### Work item:
Copy the entire paper page on wind turbine fault prediction word for word, from its header through the end of the abstract.

### Selected text:
Public Science Framework-Journals - Paper

Fault Prediction Method Combining Principal Component Analysis and Back Propagation Neural Network

Kaixuan Wang¹, Mei Li^{1, *}, Wanxin Shi¹, Xu Liu¹, Shiyao Qin², Xiaojing Ma²

¹School of Information Engineering, China University of Geosciences, Beijing, China

²New Energy Institute, China Electric Power Research Institute, Beijing, China

Abstract

Fault prediction of wind turbine could greatly reduce its operation and maintenance cost. A fault prediction method combining Principal Component Analysis (PCA) and Back Propagation Neural Network (BPNN) is proposed. Using only BPNN to predict the turbine fault, one has to pick out proper attributes for training and that can be a troublesome work. With PCA revealing the hidden relationship between attributes, we no longer need to select attributes by experience thus saving cost. Also, PCA largely reduce the dimension of attributes so that the curse of dimensionality can be avoided. The proposed PCA-BPNN method can improve the accuracy by 3% compared BPNN method, so that abnormal state of the mechanical faults can be determined more precisely, again reduce the maintenance cost.

Segmentation mask data:
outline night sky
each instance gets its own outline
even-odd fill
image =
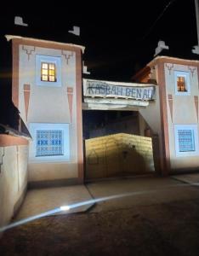
[[[5,34],[84,45],[88,78],[96,79],[130,82],[153,59],[159,40],[169,46],[168,55],[198,59],[191,55],[197,44],[194,0],[70,3],[7,1],[1,7],[0,123],[13,125],[14,112],[17,116],[11,101],[11,43]],[[15,26],[14,16],[29,26]],[[80,26],[80,37],[68,32],[73,26]]]
[[[197,44],[194,0],[14,2],[1,14],[1,42],[14,33],[82,44],[94,79],[129,81],[153,58],[160,39],[176,56],[189,57]],[[29,26],[14,26],[15,15]],[[72,26],[80,26],[80,37],[68,33]]]

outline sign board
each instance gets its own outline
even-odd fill
[[[155,99],[155,85],[84,79],[83,95],[88,97],[129,98],[140,101]]]

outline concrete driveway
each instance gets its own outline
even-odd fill
[[[198,177],[199,174],[192,178],[193,183],[196,183],[194,181]],[[179,180],[176,177],[145,177],[88,183],[88,190],[94,199],[111,196],[111,199],[98,202],[91,211],[111,211],[130,208],[132,206],[155,205],[199,198],[199,189],[192,185],[192,183],[186,183],[185,175],[183,178],[181,182],[179,176]],[[118,195],[118,198],[112,199],[112,195]]]
[[[179,179],[179,176],[178,177]],[[176,177],[128,177],[93,182],[85,185],[28,190],[14,221],[63,205],[71,206],[80,203],[70,211],[54,214],[86,211],[97,212],[130,208],[132,206],[147,206],[199,198],[199,189],[185,183],[185,175],[183,178],[182,183]],[[193,178],[191,181],[194,183]],[[96,200],[96,202],[92,201],[93,200]]]

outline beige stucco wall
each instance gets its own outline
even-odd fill
[[[31,50],[27,55],[26,49]],[[29,51],[30,52],[30,51]],[[36,55],[60,57],[61,86],[37,85],[36,82]],[[69,160],[28,163],[30,182],[77,177],[77,131],[76,91],[76,52],[43,47],[20,45],[19,63],[19,110],[20,116],[30,128],[31,123],[69,124]],[[65,58],[67,56],[68,59]],[[82,65],[82,63],[78,63]],[[24,84],[31,87],[27,122],[26,120]],[[67,87],[72,92],[72,118],[71,120]]]
[[[162,155],[159,85],[156,86],[156,99],[154,101],[149,102],[148,107],[143,108],[139,108],[139,112],[145,119],[145,122],[146,122],[150,128],[152,130],[153,134],[158,136],[160,155]],[[142,133],[140,134],[144,135],[144,130],[145,127],[143,122],[139,122],[139,125],[140,130],[142,131]]]
[[[27,146],[0,147],[0,226],[8,224],[27,186]]]
[[[168,68],[169,67],[169,68]],[[170,71],[169,71],[170,69]],[[190,71],[194,70],[193,73]],[[175,95],[174,71],[185,71],[189,73],[190,95]],[[167,95],[168,124],[169,137],[169,151],[171,169],[195,168],[199,166],[199,157],[195,156],[177,156],[175,148],[174,125],[196,125],[198,130],[198,119],[195,107],[194,96],[198,96],[198,73],[196,67],[177,64],[164,64],[165,84]],[[169,108],[168,95],[173,97],[173,120],[171,109]]]

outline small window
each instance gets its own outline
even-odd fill
[[[32,162],[68,161],[70,160],[69,124],[31,123]]]
[[[190,95],[190,76],[188,72],[175,71],[175,94]]]
[[[195,151],[194,131],[179,130],[179,151],[189,152]]]
[[[56,70],[54,63],[41,63],[41,80],[56,82]]]
[[[197,125],[175,125],[174,128],[176,155],[198,154]]]
[[[37,130],[36,156],[63,155],[61,130]]]
[[[61,86],[60,57],[36,55],[36,84],[44,86]]]
[[[177,77],[177,86],[178,91],[187,91],[185,77]]]

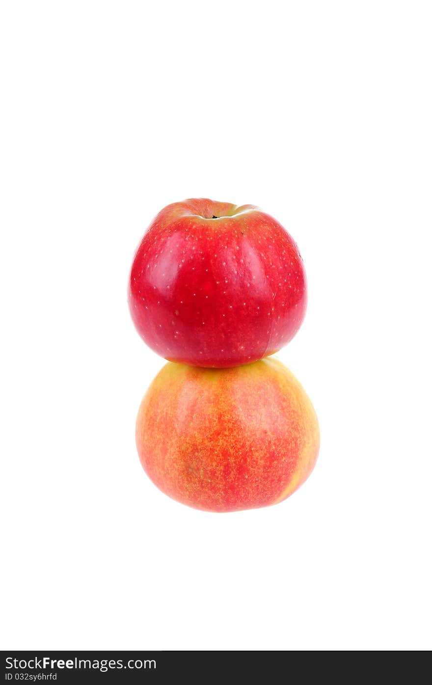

### Output:
Public Science Framework-Journals - Paper

Fault Prediction Method Combining Principal Component Analysis and Back Propagation Neural Network

Kaixuan Wang¹, Mei Li^{1, *}, Wanxin Shi¹, Xu Liu¹, Shiyao Qin², Xiaojing Ma²

¹School of Information Engineering, China University of Geosciences, Beijing, China

²New Energy Institute, China Electric Power Research Institute, Beijing, China

Abstract

Fault prediction of wind turbine could greatly reduce its operation and maintenance cost. A fault prediction method combining Principal Component Analysis (PCA) and Back Propagation Neural Network (BPNN) is proposed. Using only BPNN to predict the turbine fault, one has to pick out proper attributes for training and that can be a troublesome work. With PCA revealing the hidden relationship between attributes, we no longer need to select attributes by experience thus saving cost. Also, PCA largely reduce the dimension of attributes so that the curse of dimensionality can be avoided. The proposed PCA-BPNN method can improve the accuracy by 3% compared BPNN method, so that abnormal state of the mechanical faults can be determined more precisely, again reduce the maintenance cost.